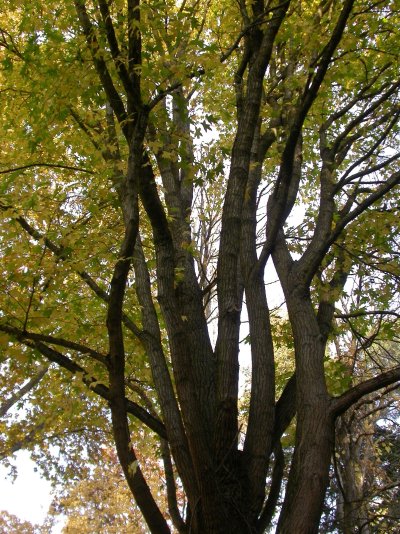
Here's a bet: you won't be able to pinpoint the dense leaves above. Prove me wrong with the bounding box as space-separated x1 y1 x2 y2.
0 0 400 534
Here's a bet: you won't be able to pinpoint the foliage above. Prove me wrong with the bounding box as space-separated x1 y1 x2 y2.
0 0 400 533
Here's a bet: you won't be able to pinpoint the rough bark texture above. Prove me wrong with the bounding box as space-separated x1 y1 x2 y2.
0 0 400 534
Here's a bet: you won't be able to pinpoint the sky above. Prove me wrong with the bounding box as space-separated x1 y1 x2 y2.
0 451 60 533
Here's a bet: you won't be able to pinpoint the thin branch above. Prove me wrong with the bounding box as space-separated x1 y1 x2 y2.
0 162 95 174
331 365 400 417
22 340 168 439
0 365 49 417
0 323 107 365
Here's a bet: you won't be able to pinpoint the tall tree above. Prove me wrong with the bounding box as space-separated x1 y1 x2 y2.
0 0 400 534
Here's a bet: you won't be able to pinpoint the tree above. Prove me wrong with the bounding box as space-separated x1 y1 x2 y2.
0 510 39 534
0 0 400 534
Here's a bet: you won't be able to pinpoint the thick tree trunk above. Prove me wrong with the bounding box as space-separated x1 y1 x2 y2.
278 399 333 534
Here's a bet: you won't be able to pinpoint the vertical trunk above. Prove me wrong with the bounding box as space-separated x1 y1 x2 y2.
277 399 333 534
273 239 334 534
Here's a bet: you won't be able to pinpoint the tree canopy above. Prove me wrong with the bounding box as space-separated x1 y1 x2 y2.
0 0 400 534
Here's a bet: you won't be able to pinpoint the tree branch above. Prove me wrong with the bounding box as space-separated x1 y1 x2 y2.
0 365 49 417
330 366 400 417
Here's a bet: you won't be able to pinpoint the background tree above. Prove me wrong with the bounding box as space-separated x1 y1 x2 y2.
0 0 400 534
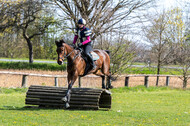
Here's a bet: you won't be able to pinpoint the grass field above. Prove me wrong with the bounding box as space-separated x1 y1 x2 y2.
0 86 190 126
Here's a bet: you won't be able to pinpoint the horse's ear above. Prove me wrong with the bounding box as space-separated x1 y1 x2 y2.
59 39 65 43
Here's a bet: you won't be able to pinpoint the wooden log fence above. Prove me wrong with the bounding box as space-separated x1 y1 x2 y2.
25 85 112 110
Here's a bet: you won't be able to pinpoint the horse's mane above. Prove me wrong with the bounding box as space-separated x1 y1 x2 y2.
55 39 65 47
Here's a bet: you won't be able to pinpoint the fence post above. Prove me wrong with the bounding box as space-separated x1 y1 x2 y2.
55 77 58 87
78 77 81 88
144 76 149 88
105 50 113 88
166 76 170 86
125 77 129 87
22 75 27 87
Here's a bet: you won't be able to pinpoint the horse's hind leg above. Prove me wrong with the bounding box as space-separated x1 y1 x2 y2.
62 74 78 108
106 75 112 89
101 76 106 89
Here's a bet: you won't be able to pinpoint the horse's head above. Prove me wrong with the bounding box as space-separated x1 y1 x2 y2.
55 40 67 65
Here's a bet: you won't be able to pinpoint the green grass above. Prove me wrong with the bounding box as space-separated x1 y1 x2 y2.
123 67 181 75
0 61 181 75
0 62 66 71
0 86 190 126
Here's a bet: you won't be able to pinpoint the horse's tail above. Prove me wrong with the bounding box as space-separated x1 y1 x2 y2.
108 74 117 81
105 50 110 56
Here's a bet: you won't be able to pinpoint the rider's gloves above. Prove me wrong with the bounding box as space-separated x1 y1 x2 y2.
78 43 82 47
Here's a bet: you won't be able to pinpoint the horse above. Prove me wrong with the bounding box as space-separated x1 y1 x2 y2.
55 40 111 108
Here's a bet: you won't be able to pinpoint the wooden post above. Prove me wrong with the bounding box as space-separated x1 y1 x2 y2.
125 77 129 87
144 76 149 88
78 77 81 88
166 76 170 86
22 75 27 87
55 77 58 87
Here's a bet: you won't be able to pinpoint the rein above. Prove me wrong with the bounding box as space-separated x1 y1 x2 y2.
59 47 79 63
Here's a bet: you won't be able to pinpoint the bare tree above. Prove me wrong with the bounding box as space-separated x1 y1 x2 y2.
143 12 175 86
0 0 54 63
54 0 154 40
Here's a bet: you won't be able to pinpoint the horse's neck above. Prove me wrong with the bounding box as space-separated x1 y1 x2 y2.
67 45 79 63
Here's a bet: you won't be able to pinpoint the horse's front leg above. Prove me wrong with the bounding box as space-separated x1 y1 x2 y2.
62 73 78 108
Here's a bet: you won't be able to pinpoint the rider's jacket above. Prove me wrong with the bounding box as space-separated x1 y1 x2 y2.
75 27 91 45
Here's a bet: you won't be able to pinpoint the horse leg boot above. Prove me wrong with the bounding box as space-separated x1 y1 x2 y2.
87 53 96 70
62 84 72 108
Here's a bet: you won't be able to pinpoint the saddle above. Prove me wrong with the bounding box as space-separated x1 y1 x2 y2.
80 49 100 76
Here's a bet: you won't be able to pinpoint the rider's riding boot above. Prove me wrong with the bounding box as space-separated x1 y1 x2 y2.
87 53 96 70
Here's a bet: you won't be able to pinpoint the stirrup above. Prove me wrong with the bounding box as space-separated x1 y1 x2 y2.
92 65 97 70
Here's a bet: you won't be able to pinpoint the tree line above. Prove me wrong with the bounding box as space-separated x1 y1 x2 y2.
0 0 190 87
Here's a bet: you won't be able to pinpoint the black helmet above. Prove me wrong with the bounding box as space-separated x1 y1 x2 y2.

*OBJECTIVE*
Reproduce every item above verbatim, line for line, and leave out the pictures.

*WRITTEN REPLY*
Here's a bet: you won't be able to pinpoint the dense leaves above. Prove me wrong with the bounding box as space-separated x1 y1 x2 y2.
0 0 400 534
Here's a bet: you won't be able to pinpoint the foliage above. Prove me wrong with the bounding box as space-separated x1 y1 x2 y2.
0 0 400 533
Here's a bet: you won't be able to pinpoint the rough bark texture above. Prove me wrong with the bounding box as space-separated x1 y1 x2 y2.
0 0 400 534
Here's a bet: you won't be able to pinpoint the sky above. Prove me wrong with the bounding box as space-separated x1 y1 x2 y2.
0 451 60 533
Here's a bet: you won't be able to pinpoint the thin branch above. Prove me wrong with the bounding box as space-separated x1 y1 x2 y2.
0 162 95 174
331 365 400 417
22 340 168 439
0 365 49 417
0 323 107 365
Here's a bet: you won't be able to pinpoint the tall tree above. Prove me wrong with the bounding box as space-separated x1 y1 x2 y2.
0 0 400 534
Here's a bet: you won't be able to pinpoint the tree above. Prove me wrong with the bounding box as space-separated x1 y1 x2 y2.
0 510 39 534
0 0 400 534
Here's a bet: you won't be able to pinpoint the thick tree trunk above. Prove me wrong with the bounding box as space-separated x1 y1 x2 y2.
278 399 333 534
Here's a bet: you won't be able to pinpoint the vertical trunk above. Prove me wrong with the bounding box as space-separated x1 y1 x2 y2.
277 399 333 534
273 239 334 534
Here's a bet: you won't be able to pinpoint the tree canopy above. Prove me wrong with the bounding box as space-separated x1 y1 x2 y2.
0 0 400 534
Here's a bet: you won't be able to pinpoint the tree branch above. Prove me wrong with the bounding box as space-separated x1 y1 x2 y2.
0 365 49 417
330 366 400 417
Here's a bet: you won't be able to pinpoint the background tree above. Prove me wrong with the bounding box as space-separated x1 y1 x2 y2.
0 0 400 534
Here's a bet: you won't be able to pinpoint the grass field above. Prove me wrong with the bounding box as space-separated x1 y1 x2 y2.
0 86 190 126
Here's a bet: you won't be able to pinpoint the horse's ear above. Prove me wrong with the bounding box as space-separated x1 y1 x2 y2.
59 39 65 43
Here's a bet: you won't be able to pinpoint the wooden log fence above. Prove me wrong with the bounding box as space-separated x1 y1 x2 y2.
25 85 112 110
Here's a bet: you won't be able to pinpoint the horse's mane above. Prove me wrong with the bounding box as space-separated x1 y1 x2 y2.
55 39 65 47
Here's a bet: you won't be able to pinpoint the fence post above. Prove me wrong with the bounding box as space-separated x1 y1 x2 y2.
55 77 58 87
78 77 81 88
144 76 149 88
105 50 113 88
166 76 170 86
125 77 129 87
22 75 27 87
Here's a bet: you won't be able to pinpoint the horse's hind leg above. Prove me wrong with the bounding box as space-separated x1 y1 x2 y2.
62 74 78 108
106 75 112 89
101 76 106 89
Here's a bet: you won't be able to pinpoint the horse's head above. Prove me wrong with the bounding box as space-separated x1 y1 x2 y2.
55 40 67 65
Here's a bet: you won't be able to pinpoint the green grass above. Prove me wrong with the bounding box as space-separated x1 y1 x2 y2.
123 67 181 75
0 61 181 75
0 62 66 71
0 86 190 126
Here's a bet: you won't be able to pinpoint the horse's tail above. Prove me wrong with the bounding box as space-separated x1 y1 x2 y2.
108 74 117 81
105 50 110 56
Here's a bet: you won't be able to pinpoint the rider's gloves above. Prove me wrong with the bounding box as space-separated x1 y1 x2 y2.
78 43 82 47
Here's a bet: you won't be able to pinpoint the horse above. Prove me wrong with the bounding box as space-separated x1 y1 x2 y2.
55 40 111 108
Here's a bet: you won't be able to pinpoint the wooden post above. Prove me wrong with the bounding box as space-separated x1 y1 x2 y2.
125 77 129 87
144 76 149 88
78 77 81 88
166 76 170 86
22 75 27 87
55 77 58 87
Here's a bet: you won't be able to pinpoint the rein above. Prove me wrong with the bounding box as space-separated x1 y1 x2 y2.
59 47 79 63
Here's a bet: you won't be able to pinpoint the bare tree above. Prove me wrong with the bounding box as space-separated x1 y1 x2 y2.
143 12 175 86
0 0 54 63
54 0 154 40
Here's a bet: you won't be able to pinpoint the horse's neck above. Prove me wrong with the bounding box as space-separated x1 y1 x2 y2.
67 45 79 63
Here's a bet: you won't be able to pinpoint the horse's front leg above. Prove me wrong with the bounding box as space-separated x1 y1 x2 y2.
62 73 78 108
Here's a bet: you won't be able to pinpoint the rider's jacket above. Prove me wrong with the bounding box as space-separated x1 y1 x2 y2.
75 27 91 45
Here's a bet: you won't be able to pinpoint the horse leg boot above. Prove me wrong with the bounding box as space-separated x1 y1 x2 y2.
87 53 96 70
62 84 72 108
Here's a bet: you won't be able to pinpoint the saddle above. Prove me wrong with the bounding box as space-separated x1 y1 x2 y2.
80 49 100 76
Here's a bet: you won't be able to pinpoint the rider's riding boot above. Prove me wrong with the bounding box as space-separated x1 y1 x2 y2.
87 53 96 70
Here's a bet: you won't be able to pinpoint the stirrup above. Prove me wrong with the bounding box as space-separated x1 y1 x2 y2.
92 65 97 70
Here's a bet: you won't be able to pinpoint the tree line above. Prove me wrong with the bounding box as space-separated x1 y1 x2 y2.
0 0 190 87
Here's a bet: you won't be able to pinpoint the black helmet above. Prove me wrong with the bounding box as space-separated x1 y1 x2 y2.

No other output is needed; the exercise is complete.